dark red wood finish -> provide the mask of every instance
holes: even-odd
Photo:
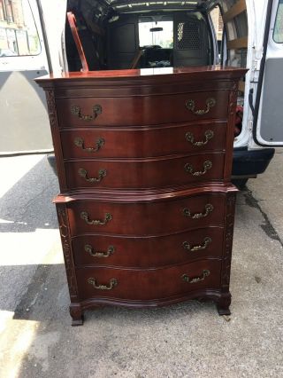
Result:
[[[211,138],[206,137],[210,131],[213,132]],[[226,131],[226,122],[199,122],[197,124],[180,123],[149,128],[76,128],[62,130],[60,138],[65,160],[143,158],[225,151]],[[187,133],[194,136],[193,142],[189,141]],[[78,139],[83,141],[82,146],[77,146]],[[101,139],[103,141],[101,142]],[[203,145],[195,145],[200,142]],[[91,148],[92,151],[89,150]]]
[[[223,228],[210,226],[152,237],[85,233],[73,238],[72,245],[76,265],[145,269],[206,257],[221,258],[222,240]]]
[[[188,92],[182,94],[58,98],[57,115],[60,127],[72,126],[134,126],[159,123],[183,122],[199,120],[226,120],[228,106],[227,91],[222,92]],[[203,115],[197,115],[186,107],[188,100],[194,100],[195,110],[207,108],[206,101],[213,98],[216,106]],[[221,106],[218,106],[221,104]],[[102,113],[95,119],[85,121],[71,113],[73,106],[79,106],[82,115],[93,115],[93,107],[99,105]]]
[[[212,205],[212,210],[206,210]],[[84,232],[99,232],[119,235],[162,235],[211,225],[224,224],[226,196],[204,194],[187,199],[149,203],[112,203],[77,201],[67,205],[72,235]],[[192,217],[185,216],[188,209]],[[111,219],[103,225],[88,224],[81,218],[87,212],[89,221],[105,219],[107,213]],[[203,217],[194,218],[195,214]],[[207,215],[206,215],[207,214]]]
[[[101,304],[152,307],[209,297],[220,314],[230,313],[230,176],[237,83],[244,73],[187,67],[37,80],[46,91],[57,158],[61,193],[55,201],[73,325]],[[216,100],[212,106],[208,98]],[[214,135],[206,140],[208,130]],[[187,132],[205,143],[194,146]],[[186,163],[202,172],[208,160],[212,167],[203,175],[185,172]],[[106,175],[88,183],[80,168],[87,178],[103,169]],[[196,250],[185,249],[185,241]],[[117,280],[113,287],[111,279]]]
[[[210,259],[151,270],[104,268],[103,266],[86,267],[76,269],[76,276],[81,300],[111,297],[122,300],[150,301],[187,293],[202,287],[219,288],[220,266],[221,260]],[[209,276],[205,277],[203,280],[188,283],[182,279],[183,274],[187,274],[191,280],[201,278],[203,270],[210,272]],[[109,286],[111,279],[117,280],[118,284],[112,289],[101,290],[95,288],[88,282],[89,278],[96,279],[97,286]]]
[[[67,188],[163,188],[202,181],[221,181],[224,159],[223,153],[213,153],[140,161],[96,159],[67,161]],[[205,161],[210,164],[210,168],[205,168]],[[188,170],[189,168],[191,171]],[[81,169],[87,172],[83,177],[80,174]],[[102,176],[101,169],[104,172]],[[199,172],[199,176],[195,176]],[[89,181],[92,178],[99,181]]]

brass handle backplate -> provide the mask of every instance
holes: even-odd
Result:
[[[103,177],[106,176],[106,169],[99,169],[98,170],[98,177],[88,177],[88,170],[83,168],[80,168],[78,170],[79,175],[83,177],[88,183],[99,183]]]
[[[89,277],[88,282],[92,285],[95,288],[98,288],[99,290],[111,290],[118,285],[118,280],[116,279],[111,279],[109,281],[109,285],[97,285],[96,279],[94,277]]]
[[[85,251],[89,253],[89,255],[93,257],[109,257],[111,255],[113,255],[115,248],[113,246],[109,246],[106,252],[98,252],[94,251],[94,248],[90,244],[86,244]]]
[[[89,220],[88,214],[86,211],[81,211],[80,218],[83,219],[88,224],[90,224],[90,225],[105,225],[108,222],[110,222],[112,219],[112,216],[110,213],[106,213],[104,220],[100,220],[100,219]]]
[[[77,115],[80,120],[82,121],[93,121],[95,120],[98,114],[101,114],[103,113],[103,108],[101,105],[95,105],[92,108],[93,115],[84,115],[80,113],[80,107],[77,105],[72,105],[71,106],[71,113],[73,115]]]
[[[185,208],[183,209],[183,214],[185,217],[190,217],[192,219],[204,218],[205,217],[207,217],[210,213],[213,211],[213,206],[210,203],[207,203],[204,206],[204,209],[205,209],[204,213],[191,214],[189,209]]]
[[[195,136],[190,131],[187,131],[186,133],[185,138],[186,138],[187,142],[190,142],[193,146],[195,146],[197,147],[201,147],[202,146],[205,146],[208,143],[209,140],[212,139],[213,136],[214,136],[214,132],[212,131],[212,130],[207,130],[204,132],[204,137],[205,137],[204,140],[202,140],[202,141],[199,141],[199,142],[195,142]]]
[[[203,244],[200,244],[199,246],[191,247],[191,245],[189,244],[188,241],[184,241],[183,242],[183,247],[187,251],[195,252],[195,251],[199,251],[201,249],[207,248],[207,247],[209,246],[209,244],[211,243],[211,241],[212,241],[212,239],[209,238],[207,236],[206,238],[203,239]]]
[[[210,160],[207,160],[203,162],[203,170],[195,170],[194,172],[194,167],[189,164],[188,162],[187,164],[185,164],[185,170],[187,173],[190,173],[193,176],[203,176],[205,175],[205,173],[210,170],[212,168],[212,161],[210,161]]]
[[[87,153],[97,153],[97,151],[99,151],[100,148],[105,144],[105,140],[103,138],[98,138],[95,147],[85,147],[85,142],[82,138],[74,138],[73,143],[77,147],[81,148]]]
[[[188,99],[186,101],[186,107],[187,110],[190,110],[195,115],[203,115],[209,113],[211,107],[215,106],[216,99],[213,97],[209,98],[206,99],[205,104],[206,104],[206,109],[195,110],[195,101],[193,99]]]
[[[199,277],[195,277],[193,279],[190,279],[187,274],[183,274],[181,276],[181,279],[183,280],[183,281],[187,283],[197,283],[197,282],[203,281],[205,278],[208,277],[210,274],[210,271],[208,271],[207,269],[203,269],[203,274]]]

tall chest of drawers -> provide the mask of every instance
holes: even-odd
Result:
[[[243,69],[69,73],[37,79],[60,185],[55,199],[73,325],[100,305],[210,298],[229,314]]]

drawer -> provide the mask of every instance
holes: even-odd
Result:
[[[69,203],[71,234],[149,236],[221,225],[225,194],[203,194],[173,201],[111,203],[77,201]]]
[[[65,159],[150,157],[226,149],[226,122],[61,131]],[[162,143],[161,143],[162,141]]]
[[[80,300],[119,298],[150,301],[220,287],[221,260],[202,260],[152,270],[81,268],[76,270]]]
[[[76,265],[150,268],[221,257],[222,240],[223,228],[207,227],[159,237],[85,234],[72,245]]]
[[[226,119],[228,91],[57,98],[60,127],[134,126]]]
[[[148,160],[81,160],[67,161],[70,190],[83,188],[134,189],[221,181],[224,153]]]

▸ **Stated problem**
Leave out the pictures and repeat everything else in the records exactly.

▸ **Result of this exercise**
dark red wood finish -> provide the mask of every instance
holes: even-odd
Photo:
Result:
[[[211,138],[206,137],[210,131],[213,132]],[[226,131],[226,122],[199,122],[197,124],[180,123],[149,128],[76,128],[62,130],[60,138],[65,160],[143,158],[225,151]],[[187,133],[194,136],[193,142],[189,141]],[[78,139],[83,141],[82,146],[77,146]],[[101,139],[103,141],[101,142]],[[203,145],[195,145],[200,142]],[[91,148],[92,151],[89,150]]]
[[[223,228],[210,226],[152,237],[85,233],[73,238],[72,245],[76,265],[145,269],[206,257],[221,258],[222,240]]]
[[[188,92],[182,94],[58,98],[57,115],[60,127],[72,126],[134,126],[159,123],[183,122],[199,120],[226,120],[228,106],[227,91],[222,92]],[[203,115],[197,115],[186,107],[188,100],[194,100],[195,110],[207,108],[206,101],[213,98],[216,106]],[[221,106],[218,106],[221,104]],[[102,113],[95,119],[85,121],[71,113],[73,106],[79,106],[82,115],[93,115],[93,107],[99,105]]]
[[[212,205],[212,210],[206,210]],[[84,232],[99,232],[119,235],[162,235],[211,225],[224,224],[226,196],[204,194],[187,199],[149,203],[112,203],[77,201],[67,205],[72,235]],[[192,217],[185,216],[188,209]],[[111,219],[103,225],[88,224],[81,218],[87,212],[89,221],[105,219],[107,213]],[[203,217],[194,218],[195,214]],[[207,215],[206,215],[207,214]]]
[[[101,304],[152,307],[209,297],[220,314],[230,313],[230,176],[237,83],[244,73],[187,67],[37,80],[46,91],[57,158],[61,193],[55,201],[73,325]],[[216,100],[212,106],[208,98]],[[214,135],[206,140],[208,130]],[[187,132],[205,143],[194,146]],[[186,163],[202,172],[208,160],[212,167],[203,175],[185,172]],[[106,175],[88,183],[80,168],[87,178],[103,169]],[[196,250],[185,249],[185,241]],[[117,280],[113,287],[111,279]]]
[[[210,259],[151,270],[104,268],[103,266],[86,267],[76,269],[76,276],[81,300],[111,297],[122,300],[150,301],[187,293],[202,287],[219,288],[220,266],[221,260]],[[209,276],[205,277],[203,280],[188,283],[182,279],[183,274],[187,274],[191,280],[201,278],[203,270],[210,272]],[[109,286],[111,279],[117,280],[118,284],[112,289],[101,290],[95,288],[88,282],[89,278],[96,279],[97,286]]]
[[[67,188],[163,188],[202,181],[221,181],[224,159],[223,153],[213,153],[140,161],[96,159],[67,161]],[[205,161],[210,164],[210,168],[205,168]],[[188,170],[189,168],[191,171]],[[81,169],[87,172],[83,177],[80,174]],[[102,176],[101,169],[104,172]],[[199,172],[199,176],[195,176]],[[89,181],[92,178],[99,181]]]

brass handle backplate -> provide the mask of every instance
holes: even-odd
Result:
[[[103,177],[106,176],[106,169],[99,169],[98,170],[98,177],[88,177],[88,170],[83,168],[80,168],[78,170],[79,175],[83,177],[88,183],[99,183]]]
[[[89,277],[88,282],[92,285],[95,288],[98,288],[99,290],[111,290],[118,285],[118,280],[116,279],[111,279],[109,281],[109,285],[97,285],[96,279],[94,277]]]
[[[85,251],[89,253],[89,255],[93,257],[109,257],[111,255],[113,255],[115,248],[113,246],[109,246],[106,252],[98,252],[94,251],[94,248],[90,244],[86,244]]]
[[[89,220],[88,214],[86,211],[81,211],[80,218],[83,219],[88,224],[90,224],[90,225],[105,225],[108,222],[110,222],[112,219],[112,216],[110,213],[106,213],[104,220],[100,220],[100,219]]]
[[[77,115],[80,120],[82,121],[93,121],[95,120],[98,114],[101,114],[103,113],[103,108],[101,105],[95,105],[92,108],[93,115],[84,115],[80,113],[80,107],[77,105],[72,105],[71,106],[71,113],[73,115]]]
[[[185,208],[183,209],[183,214],[185,217],[190,217],[192,219],[204,218],[205,217],[207,217],[210,213],[213,211],[213,206],[210,203],[207,203],[204,206],[204,209],[205,209],[204,213],[191,214],[189,209]]]
[[[195,136],[190,131],[187,131],[186,133],[185,138],[186,138],[187,142],[190,142],[193,146],[195,146],[197,147],[201,147],[202,146],[205,146],[208,143],[209,140],[212,139],[213,136],[214,136],[214,132],[212,131],[212,130],[207,130],[204,132],[204,137],[205,137],[204,140],[202,140],[202,141],[199,141],[199,142],[195,142]]]
[[[203,244],[200,244],[199,246],[191,247],[191,245],[189,244],[188,241],[184,241],[183,242],[183,247],[187,251],[195,252],[195,251],[199,251],[201,249],[207,248],[207,247],[209,246],[209,244],[211,243],[211,241],[212,241],[212,239],[209,238],[207,236],[206,238],[203,239]]]
[[[210,160],[207,160],[203,162],[203,170],[195,170],[194,172],[194,167],[189,164],[188,162],[187,164],[185,164],[185,170],[187,173],[190,173],[193,176],[203,176],[205,175],[205,173],[210,170],[212,168],[212,161],[210,161]]]
[[[87,153],[97,153],[97,151],[99,151],[100,148],[105,144],[105,140],[103,138],[98,138],[95,147],[85,147],[85,142],[82,138],[74,138],[73,143],[77,147],[81,148]]]
[[[188,99],[186,101],[186,107],[187,110],[190,110],[195,115],[203,115],[209,113],[211,107],[215,106],[216,99],[213,97],[209,98],[206,99],[205,104],[206,104],[206,109],[195,110],[195,101],[193,99]]]
[[[199,277],[195,277],[193,279],[190,279],[187,274],[183,274],[181,276],[181,279],[183,280],[183,281],[187,283],[197,283],[197,282],[203,281],[205,278],[208,277],[210,274],[210,271],[208,271],[207,269],[203,269],[203,274]]]

tall chest of drawers -> provide the mask of every instance
holes: even-odd
Result:
[[[243,69],[69,73],[37,79],[60,185],[55,199],[73,325],[100,305],[210,298],[229,314]]]

drawer -> provide the mask of every instance
holes: even-odd
Result:
[[[69,203],[71,234],[149,236],[221,225],[225,194],[203,194],[173,201],[111,203],[77,201]]]
[[[65,159],[150,157],[226,149],[226,122],[61,131]],[[162,143],[161,143],[162,141]]]
[[[80,300],[119,298],[150,301],[220,287],[221,260],[202,260],[152,270],[81,268],[76,270]]]
[[[76,265],[150,268],[221,257],[222,240],[223,228],[207,227],[159,237],[85,234],[72,245]]]
[[[226,119],[228,91],[57,98],[60,127],[134,126]]]
[[[148,160],[81,160],[67,161],[70,190],[83,188],[134,189],[221,181],[224,153]]]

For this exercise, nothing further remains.